SEBUAH KADO PERJALANAN (PART 1 : Kami menyebutnya "Perjalanan Bermakna")

“Apa yang bisa kita ingat dari sebuah perjalanan dan seberapa lama kita bisa mengingat sebuah kenangan?”
......................................................................................
Tanda tanya ini terus menggelitik saya untuk bersegera menuliskan apa yang masih saya ingat agar kelak saya tak menyesal ketika sudah mulai lupa, meski tak bermaksud melupakan.
Ini perjalanan penting, setidaknya saya harus menyebutnya begitu. Perjalanan yang kami lakukan, “kami” ya kami. Saya dan Uda sudah sah untuk bersama memulai pelayaran kami. Komitmen dan janji bersama untuk menantang badai. Ah, setidaknya hingga tulisan ini dibuat, kami masih di sekitaran pantai, angin masih sepoi-sepoi. Kami memulainya dari Bandara Internasional Minangkabau. Bandara kebanggaan Ranah Minang itu menjadi sebuah saksi perjalanan awal.  Citilink dengan kode penerbangan QG 973, jam 09:25, Padang-Jakarta, seat 23 C dan 23 D. Yap, kami bersebelahan setidaknya begitu yang bisa saya gambarkan. Uda bisa memotret saya dan saya memotretnya pula.  Burung besi itu mengucapkan selamat berpisah pada kami di Bandara Soekarno-Hatta. Nama yang waktu awal SD saya kira hanya nama satu orang saja.

- DATA YANG DIBERIKAN:
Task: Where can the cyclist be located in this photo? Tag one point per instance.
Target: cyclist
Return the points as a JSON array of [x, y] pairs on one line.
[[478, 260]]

- TUGAS YANG DIBERIKAN:
Nama tempat apa saja yang disebut dalam bacaan tentang awal perjalanan ini? Data di atas tidak berperan apa pun di sini.

- JAWABAN TERTULIS:
Bandara Internasional Minangkabau, Ranah Minang, Padang, Jakarta, dan Bandara Soekarno-Hatta.